Per contenere questo fenomeno
nel 1992 è stata abolita la scala mobile e ha preso l’avvio una nuova politica
del lavoro incentrata sulla riforma del salario; nel 1993, con l’accordo sul
costo del lavoro, sono state introdotte nuove garanzie per salvaguardare anche
il potere di acquisto delle retribuzioni e delle pensioni.
La contrattazione collettiva è
stata distinta in due livelli:
▸ Nazionale, per difendere il potere d’acquisto
delle retribuzioni della categoria attraverso adeguamenti biennali del salario
nominale, in base al tasso di inflazione programmato
▸ Aziendale, per tener conto delle effettive
condizioni di lavoro a livello di impresa.
Inoltre, sono state previste
ogni anno due sessioni di incontro tra governo e sindacati per predisporre
eventuali misure contrattuali che tengano conto dei principali indicatori
economici.
Secondo Marx nel sistema
capitalistico la classe borghese si appropria indebitamente di un'ampia
porzione del reddito nazionale sotto forma di profitti e interessi, e una
porzione minore va, sempre indebitamente, ai titolari delle terre sotto forma
di rendita, legittimando in tal modo lo sfruttamento dei lavoratori, cui
spetterebbe il valore monetario dell'intero prodotto.
I neoclassici studiarono invece
la distribuzione funzionale del reddito tra salari (rimunerazione del fattore
lavoro), profitti (rimunerazione dell'imprenditore per l'attività di
organizzazione dei fattori produttivi), rendite (rimunerazione del fattore
risorse naturali in senso ampio, inclusi terreni, edifici e aree urbane),
interesse (rimunerazione dei soggetti che prestano all'imprenditore il capitale
monetario), royalties (rimunerazione dei possessori di brevetti, degli autori
di opere dell'ingegno, letterarie ecc.)
La teoria neoclassica della
distribuzione considera la rimunerazione di ciascun fattore come un prezzo di
un bene o di un servizio (ad es. il servizio del lavoro), prezzo che si forma
in mercati chiamati "mercati dei fattori", che si contrappongono ai
"mercati dei beni di consumo". Il meccanismo di formazione di
salario, rendita, ecc. è identico nei due tipi di mercati: dipende dalla
scarsità o dall'eccesso della domanda e dell'offerta.
In tutto ciò che segue si
ricordi che il termine “offerta di lavoro”, a differenza che nel linguaggio
corrente, indica la quantità di lavoro che il lavoratore è disposto ad offrire,
mentre il termine “domanda di lavoro” indica la quantità di lavoro che
l’imprenditore è disposto ad impiegare.

• Estratto dei dati
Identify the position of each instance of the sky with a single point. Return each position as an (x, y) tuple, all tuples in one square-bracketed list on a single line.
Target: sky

• Compiti da svolgere
a. In base all'estratto del documento, spieghi con quale scopo è stato previsto il livello nazionale della contrattazione collettiva e come tale scopo viene perseguito. Risponda in una, due o tre frasi.
b. Trascriva fedelmente un passo dell'estratto del documento. Cominci dalle parole "La teoria neoclassica" e si fermi dopo le parole "domanda e dell'offerta.".

• Risposte scritte
a. Il livello nazionale della contrattazione collettiva ha lo scopo di difendere il potere d'acquisto delle retribuzioni della categoria. Questo obiettivo viene perseguito con adeguamenti biennali del salario nominale, stabiliti in base al tasso di inflazione programmato.

b.
La teoria neoclassica della
distribuzione considera la rimunerazione di ciascun fattore come un prezzo di
un bene o di un servizio (ad es. il servizio del lavoro), prezzo che si forma
in mercati chiamati "mercati dei fattori", che si contrappongono ai
"mercati dei beni di consumo". Il meccanismo di formazione di
salario, rendita, ecc. è identico nei due tipi di mercati: dipende dalla
scarsità o dall'eccesso della domanda e dell'offerta.